Written exercise » Retype the stretch of items from the line containing "For the evaluation set, point out every instance of the oval" through the line containing "point(258, 76)", both ends included, reproducing each line without any change.

## start

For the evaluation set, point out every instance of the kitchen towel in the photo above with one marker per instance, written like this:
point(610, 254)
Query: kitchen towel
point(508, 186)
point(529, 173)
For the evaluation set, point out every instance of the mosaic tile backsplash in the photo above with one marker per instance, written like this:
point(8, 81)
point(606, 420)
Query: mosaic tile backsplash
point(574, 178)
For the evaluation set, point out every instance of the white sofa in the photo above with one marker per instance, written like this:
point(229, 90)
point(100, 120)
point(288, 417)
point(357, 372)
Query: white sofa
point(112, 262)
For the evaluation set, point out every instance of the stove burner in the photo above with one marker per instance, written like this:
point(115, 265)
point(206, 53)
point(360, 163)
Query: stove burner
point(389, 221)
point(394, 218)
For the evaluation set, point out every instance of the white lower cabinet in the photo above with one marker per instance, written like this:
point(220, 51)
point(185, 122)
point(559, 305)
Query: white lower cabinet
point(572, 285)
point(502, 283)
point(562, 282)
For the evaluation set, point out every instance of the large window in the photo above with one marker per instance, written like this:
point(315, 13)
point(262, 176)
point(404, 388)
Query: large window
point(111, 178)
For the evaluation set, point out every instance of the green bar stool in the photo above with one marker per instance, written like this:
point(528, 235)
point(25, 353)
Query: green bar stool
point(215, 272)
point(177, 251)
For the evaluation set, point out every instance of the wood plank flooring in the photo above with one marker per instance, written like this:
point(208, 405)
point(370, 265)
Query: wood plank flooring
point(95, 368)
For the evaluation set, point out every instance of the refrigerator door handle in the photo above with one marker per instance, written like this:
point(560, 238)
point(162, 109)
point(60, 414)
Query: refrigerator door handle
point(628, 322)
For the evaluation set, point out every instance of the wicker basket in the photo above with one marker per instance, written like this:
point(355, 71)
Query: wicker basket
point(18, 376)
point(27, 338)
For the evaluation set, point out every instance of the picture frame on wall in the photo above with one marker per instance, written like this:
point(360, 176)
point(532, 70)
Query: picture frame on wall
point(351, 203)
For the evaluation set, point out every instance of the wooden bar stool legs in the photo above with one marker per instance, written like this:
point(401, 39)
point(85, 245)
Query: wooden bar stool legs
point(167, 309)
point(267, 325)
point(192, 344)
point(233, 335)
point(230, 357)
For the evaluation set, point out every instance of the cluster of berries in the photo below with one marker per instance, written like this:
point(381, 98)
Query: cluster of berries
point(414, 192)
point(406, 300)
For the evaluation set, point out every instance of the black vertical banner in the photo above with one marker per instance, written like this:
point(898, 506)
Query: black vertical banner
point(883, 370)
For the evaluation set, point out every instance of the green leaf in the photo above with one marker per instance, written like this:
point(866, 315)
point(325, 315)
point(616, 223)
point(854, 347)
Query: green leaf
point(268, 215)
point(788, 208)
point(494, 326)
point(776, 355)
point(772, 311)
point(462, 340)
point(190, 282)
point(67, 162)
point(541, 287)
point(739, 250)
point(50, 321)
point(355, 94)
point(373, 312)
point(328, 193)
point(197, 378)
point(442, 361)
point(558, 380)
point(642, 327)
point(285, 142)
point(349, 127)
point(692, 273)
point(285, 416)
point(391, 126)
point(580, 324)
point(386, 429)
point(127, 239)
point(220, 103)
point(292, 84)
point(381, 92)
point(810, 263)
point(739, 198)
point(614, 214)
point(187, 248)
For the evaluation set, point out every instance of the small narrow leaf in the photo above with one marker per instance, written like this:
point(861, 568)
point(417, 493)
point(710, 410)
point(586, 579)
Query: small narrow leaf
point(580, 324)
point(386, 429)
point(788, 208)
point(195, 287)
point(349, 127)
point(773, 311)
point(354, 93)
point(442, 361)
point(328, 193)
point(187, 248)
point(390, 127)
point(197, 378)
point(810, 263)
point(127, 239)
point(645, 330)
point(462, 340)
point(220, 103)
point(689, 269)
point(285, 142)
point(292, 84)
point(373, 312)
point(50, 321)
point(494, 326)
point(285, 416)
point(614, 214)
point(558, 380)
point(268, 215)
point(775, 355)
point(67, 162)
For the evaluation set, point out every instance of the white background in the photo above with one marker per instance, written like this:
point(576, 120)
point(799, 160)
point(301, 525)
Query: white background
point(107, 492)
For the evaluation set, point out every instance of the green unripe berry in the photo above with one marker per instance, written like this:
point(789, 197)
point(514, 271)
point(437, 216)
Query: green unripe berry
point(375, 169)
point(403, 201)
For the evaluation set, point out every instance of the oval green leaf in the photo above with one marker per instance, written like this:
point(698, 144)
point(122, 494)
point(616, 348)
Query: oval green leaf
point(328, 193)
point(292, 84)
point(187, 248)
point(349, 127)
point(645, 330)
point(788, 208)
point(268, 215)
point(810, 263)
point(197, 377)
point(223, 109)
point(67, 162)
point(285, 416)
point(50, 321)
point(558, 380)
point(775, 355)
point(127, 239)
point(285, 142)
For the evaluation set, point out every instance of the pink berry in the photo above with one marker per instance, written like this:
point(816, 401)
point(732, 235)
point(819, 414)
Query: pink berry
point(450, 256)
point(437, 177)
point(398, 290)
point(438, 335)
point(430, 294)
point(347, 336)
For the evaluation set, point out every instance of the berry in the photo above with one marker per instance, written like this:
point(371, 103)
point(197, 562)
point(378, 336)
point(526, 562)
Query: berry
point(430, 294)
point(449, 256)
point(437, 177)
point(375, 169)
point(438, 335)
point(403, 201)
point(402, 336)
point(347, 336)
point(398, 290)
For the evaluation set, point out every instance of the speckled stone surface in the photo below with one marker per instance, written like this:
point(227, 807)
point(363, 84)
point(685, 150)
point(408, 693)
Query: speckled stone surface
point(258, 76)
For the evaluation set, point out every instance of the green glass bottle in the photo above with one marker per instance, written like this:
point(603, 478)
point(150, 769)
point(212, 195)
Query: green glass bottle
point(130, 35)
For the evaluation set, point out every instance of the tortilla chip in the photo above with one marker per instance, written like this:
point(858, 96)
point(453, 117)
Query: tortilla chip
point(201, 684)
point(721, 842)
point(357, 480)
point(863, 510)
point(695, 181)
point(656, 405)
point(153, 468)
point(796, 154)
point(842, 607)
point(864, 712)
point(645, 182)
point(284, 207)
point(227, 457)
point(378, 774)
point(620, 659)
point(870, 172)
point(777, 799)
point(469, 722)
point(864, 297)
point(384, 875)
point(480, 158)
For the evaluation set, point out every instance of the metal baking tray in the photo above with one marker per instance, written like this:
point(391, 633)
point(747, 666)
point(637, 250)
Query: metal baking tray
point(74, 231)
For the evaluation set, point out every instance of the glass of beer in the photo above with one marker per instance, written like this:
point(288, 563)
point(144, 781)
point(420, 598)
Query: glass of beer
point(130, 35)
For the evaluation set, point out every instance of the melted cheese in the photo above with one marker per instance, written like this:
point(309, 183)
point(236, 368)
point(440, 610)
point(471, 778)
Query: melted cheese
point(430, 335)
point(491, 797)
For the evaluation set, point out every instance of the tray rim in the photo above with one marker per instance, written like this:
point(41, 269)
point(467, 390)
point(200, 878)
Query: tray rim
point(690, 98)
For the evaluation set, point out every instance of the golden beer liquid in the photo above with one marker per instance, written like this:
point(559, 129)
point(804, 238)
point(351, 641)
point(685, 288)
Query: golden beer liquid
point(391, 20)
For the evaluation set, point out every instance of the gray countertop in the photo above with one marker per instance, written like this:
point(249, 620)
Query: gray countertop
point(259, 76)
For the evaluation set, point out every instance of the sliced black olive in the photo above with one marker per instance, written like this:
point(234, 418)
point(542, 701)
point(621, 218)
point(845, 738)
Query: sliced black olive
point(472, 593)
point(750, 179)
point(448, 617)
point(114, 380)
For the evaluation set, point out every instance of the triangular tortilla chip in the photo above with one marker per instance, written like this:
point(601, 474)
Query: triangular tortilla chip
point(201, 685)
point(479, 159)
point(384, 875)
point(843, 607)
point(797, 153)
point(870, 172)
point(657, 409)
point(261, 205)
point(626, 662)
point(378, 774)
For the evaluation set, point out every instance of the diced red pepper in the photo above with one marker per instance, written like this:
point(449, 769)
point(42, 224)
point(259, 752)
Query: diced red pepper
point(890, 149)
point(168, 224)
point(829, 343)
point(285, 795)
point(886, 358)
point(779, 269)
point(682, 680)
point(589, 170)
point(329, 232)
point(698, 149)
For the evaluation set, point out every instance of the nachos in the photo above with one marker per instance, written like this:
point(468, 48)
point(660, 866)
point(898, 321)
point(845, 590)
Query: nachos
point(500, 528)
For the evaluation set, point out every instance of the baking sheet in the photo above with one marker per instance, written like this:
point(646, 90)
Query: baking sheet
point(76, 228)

## end

Solution for this task »
For the evaluation set, point out every instance of the oval green leaf in the photo above with one marker per instance, written like this:
point(698, 144)
point(122, 494)
point(616, 348)
Query: oval green leaf
point(328, 193)
point(292, 84)
point(187, 248)
point(349, 127)
point(645, 330)
point(788, 208)
point(268, 215)
point(810, 263)
point(197, 377)
point(223, 109)
point(67, 162)
point(285, 416)
point(50, 321)
point(558, 380)
point(775, 355)
point(127, 239)
point(285, 142)
For the evaluation set, point out every instance of the pink berry in the photo above with one marker per instance, written like this:
point(816, 401)
point(732, 235)
point(819, 414)
Query: pink berry
point(450, 256)
point(437, 177)
point(398, 290)
point(438, 335)
point(430, 294)
point(347, 336)
For the evaluation set, point out every instance of the berry in the photo above with one marker per instance, written like this:
point(371, 103)
point(197, 562)
point(378, 336)
point(526, 562)
Query: berry
point(430, 294)
point(449, 256)
point(437, 177)
point(375, 169)
point(438, 335)
point(403, 201)
point(402, 336)
point(347, 336)
point(398, 290)
For the evaluation set, point out every instance of the speckled stone surface in the photo below with one marker per instance, written like this:
point(227, 807)
point(363, 84)
point(685, 150)
point(408, 693)
Query: speckled stone surface
point(258, 76)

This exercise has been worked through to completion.